§ **Directive**
Copy out, character for character, the lines of the records from the one containing "blue jacket in the given photograph." through the one containing "[0,59,76,100]", including both of those lines.

::::::::

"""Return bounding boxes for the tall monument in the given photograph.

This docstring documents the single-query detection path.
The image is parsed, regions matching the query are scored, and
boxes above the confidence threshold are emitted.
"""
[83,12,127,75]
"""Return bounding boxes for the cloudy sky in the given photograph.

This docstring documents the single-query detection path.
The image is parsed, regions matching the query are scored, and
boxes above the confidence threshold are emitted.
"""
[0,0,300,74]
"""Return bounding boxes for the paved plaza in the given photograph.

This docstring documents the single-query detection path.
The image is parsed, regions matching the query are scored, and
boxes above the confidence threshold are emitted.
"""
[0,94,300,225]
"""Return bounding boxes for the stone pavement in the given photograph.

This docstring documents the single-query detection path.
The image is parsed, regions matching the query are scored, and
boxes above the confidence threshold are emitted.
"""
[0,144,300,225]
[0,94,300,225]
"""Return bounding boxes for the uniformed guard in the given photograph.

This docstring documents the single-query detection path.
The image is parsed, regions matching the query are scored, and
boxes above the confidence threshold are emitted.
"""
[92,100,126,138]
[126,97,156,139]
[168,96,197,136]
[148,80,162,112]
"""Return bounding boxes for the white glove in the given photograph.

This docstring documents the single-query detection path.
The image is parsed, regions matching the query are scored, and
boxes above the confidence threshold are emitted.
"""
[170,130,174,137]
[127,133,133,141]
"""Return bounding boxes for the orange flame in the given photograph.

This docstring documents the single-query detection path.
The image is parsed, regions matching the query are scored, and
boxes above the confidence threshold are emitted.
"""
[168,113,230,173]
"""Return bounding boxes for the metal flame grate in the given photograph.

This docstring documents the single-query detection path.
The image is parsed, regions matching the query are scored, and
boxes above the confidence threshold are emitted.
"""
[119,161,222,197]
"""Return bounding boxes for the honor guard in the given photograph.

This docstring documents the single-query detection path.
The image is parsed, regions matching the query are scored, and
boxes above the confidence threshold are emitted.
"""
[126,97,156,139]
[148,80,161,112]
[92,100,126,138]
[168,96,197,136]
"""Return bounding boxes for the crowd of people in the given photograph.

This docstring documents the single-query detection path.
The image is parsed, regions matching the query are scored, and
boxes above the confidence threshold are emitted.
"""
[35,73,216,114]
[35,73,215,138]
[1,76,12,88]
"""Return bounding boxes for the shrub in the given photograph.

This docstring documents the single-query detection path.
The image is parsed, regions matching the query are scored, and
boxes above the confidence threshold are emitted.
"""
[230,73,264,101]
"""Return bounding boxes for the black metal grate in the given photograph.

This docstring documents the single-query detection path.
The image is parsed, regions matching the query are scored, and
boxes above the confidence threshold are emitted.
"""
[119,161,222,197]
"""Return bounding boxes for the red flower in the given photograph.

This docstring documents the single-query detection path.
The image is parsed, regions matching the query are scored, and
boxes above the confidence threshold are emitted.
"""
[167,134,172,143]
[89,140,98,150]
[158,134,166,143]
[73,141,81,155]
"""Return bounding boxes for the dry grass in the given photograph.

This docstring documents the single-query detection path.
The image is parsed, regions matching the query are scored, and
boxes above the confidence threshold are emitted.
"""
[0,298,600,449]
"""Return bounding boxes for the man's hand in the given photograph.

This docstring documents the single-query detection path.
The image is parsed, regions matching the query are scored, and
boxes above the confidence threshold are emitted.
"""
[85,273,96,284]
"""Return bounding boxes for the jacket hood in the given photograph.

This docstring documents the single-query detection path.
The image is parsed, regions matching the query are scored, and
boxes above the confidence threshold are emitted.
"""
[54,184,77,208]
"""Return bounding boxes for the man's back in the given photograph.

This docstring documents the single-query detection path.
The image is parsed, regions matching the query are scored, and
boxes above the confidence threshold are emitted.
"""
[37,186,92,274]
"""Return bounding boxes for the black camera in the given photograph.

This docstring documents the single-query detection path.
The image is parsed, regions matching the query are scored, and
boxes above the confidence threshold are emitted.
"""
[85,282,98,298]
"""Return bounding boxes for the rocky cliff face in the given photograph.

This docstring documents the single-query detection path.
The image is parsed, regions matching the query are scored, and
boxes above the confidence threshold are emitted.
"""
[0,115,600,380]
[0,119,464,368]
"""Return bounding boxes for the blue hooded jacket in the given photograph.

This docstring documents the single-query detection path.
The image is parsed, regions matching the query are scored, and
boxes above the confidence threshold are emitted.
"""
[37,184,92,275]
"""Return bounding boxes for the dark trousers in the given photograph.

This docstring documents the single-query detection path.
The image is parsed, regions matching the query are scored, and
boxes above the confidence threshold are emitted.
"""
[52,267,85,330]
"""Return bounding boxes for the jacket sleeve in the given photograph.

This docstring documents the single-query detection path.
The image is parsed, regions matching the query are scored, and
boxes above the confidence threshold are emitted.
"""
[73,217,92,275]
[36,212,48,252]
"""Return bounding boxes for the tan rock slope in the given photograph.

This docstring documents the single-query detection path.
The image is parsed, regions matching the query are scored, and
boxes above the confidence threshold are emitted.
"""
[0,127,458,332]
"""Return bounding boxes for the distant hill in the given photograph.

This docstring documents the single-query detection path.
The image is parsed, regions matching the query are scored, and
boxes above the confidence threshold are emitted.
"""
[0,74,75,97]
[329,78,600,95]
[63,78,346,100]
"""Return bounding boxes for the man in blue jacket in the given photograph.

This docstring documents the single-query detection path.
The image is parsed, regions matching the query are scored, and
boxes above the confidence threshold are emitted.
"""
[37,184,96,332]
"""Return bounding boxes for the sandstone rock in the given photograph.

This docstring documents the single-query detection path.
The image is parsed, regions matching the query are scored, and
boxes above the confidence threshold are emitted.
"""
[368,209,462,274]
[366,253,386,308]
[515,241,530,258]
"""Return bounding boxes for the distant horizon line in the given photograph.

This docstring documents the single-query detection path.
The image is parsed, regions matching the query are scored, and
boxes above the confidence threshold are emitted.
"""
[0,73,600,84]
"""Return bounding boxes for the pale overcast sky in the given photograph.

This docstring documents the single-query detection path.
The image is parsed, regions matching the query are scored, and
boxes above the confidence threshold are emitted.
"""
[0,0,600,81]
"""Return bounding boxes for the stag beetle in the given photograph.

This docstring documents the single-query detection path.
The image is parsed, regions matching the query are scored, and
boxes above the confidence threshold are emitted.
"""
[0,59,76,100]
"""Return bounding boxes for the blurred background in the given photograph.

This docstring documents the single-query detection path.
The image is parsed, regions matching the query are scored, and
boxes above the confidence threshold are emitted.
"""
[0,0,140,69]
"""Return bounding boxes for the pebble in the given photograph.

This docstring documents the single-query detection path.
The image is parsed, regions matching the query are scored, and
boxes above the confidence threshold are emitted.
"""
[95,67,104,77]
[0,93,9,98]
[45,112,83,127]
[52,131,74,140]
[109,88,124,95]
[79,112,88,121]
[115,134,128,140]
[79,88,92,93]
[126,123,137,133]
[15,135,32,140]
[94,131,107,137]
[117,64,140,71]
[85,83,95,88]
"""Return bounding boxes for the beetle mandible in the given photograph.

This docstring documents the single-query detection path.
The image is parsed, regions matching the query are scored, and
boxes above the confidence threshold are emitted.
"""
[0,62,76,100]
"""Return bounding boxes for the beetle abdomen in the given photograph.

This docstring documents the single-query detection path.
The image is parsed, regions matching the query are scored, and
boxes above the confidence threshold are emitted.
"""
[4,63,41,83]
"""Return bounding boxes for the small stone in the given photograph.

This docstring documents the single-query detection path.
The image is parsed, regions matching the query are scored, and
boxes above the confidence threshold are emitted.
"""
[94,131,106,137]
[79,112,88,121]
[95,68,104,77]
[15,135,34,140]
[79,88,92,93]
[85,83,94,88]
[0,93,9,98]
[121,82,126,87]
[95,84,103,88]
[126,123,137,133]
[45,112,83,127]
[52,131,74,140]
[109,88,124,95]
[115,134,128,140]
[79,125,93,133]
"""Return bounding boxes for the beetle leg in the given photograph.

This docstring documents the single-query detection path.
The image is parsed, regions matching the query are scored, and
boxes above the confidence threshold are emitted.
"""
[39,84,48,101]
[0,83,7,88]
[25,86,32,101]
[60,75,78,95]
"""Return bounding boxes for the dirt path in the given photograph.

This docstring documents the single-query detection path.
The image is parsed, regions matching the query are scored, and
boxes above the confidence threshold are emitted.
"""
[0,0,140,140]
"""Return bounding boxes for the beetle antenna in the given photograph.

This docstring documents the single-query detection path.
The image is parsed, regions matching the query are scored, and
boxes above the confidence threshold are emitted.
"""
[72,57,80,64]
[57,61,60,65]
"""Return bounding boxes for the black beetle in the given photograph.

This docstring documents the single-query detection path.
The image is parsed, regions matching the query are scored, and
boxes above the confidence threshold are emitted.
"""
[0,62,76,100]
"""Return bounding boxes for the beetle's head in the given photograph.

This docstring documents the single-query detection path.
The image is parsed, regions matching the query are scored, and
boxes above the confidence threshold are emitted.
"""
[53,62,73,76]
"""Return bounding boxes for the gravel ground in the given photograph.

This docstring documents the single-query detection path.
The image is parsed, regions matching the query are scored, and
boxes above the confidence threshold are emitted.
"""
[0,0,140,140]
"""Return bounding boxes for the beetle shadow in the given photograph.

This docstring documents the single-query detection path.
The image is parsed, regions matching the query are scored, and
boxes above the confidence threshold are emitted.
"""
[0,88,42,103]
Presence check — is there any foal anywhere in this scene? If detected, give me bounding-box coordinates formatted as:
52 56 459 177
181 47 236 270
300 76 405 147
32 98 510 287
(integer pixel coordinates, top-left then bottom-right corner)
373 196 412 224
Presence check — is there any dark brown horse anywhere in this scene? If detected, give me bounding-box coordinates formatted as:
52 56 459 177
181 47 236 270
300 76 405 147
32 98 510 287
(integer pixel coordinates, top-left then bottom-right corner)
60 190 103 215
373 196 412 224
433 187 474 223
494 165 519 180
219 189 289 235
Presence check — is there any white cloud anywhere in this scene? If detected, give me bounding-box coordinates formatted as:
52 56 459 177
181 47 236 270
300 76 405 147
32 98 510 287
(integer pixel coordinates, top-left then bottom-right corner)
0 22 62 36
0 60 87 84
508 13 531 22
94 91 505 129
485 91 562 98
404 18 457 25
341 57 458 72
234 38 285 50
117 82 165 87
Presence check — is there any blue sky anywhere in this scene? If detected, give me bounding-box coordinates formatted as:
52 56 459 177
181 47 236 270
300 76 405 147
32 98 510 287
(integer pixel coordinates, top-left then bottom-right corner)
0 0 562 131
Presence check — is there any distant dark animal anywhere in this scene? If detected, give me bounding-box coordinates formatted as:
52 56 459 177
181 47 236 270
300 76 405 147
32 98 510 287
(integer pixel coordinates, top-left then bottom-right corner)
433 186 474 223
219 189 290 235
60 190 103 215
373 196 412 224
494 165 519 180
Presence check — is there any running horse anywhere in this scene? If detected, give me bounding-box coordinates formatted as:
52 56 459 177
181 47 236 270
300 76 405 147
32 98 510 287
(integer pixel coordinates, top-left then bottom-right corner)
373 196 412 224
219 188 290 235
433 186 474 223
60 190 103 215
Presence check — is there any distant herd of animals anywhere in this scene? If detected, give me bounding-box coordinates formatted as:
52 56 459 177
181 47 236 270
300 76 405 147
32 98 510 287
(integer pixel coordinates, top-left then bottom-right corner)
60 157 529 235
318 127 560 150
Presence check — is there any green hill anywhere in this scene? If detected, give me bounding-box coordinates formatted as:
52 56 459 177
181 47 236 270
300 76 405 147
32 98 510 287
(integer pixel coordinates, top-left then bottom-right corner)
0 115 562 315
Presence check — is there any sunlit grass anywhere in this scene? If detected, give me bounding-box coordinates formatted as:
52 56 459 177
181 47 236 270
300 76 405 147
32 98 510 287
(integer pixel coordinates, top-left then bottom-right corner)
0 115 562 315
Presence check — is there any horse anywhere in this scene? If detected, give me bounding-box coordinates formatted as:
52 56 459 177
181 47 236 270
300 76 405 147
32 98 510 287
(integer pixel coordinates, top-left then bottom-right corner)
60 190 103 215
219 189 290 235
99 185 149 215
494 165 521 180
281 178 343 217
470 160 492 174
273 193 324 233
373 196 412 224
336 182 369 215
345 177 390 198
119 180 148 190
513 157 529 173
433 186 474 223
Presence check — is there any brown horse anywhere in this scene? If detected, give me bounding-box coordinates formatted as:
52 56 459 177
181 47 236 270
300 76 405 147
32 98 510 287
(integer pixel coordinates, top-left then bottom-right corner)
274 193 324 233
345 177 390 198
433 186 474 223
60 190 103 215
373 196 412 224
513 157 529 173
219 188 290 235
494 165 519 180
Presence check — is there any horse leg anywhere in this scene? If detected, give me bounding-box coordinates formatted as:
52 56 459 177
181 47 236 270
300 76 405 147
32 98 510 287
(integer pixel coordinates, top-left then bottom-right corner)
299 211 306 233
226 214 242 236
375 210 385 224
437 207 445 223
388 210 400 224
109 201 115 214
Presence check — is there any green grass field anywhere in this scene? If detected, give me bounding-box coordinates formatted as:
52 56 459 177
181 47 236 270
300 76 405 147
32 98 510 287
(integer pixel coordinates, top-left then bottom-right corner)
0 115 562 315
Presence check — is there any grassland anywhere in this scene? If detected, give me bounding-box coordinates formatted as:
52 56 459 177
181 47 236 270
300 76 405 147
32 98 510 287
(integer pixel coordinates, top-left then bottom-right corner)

::::::::

§ **Solution to this exercise**
"""Return bounding boxes for the man in blue jacket in the given photograph.

This docstring documents the single-query detection path.
The image is parsed, regions matching the query are scored, and
boxes above the confidence threshold are emitted.
"""
[37,184,96,332]
"""Return bounding boxes for the sandstone rock in the given photograph.

This docstring documents the single-query detection path.
The image is parsed, regions matching the query are scored, and
boxes above the confidence threshold are emitted.
"""
[368,209,462,274]
[366,253,386,308]
[515,241,530,258]
"""Return bounding boxes for the distant horizon line in the given photograph.

This docstring documents the single-query detection path.
The image is parsed, regions matching the query are scored, and
boxes above the confidence threshold are emitted.
"""
[0,73,600,84]
"""Return bounding boxes for the pale overcast sky in the given photograph.

This docstring documents the single-query detection path.
The image is parsed, regions matching the query are scored, and
boxes above the confidence threshold are emitted.
"""
[0,0,600,81]
"""Return bounding boxes for the stag beetle in the given photograph.

This docstring documents the single-query detection path.
The image is parsed, regions matching the query are scored, and
boxes above the confidence threshold are emitted.
"""
[0,59,76,100]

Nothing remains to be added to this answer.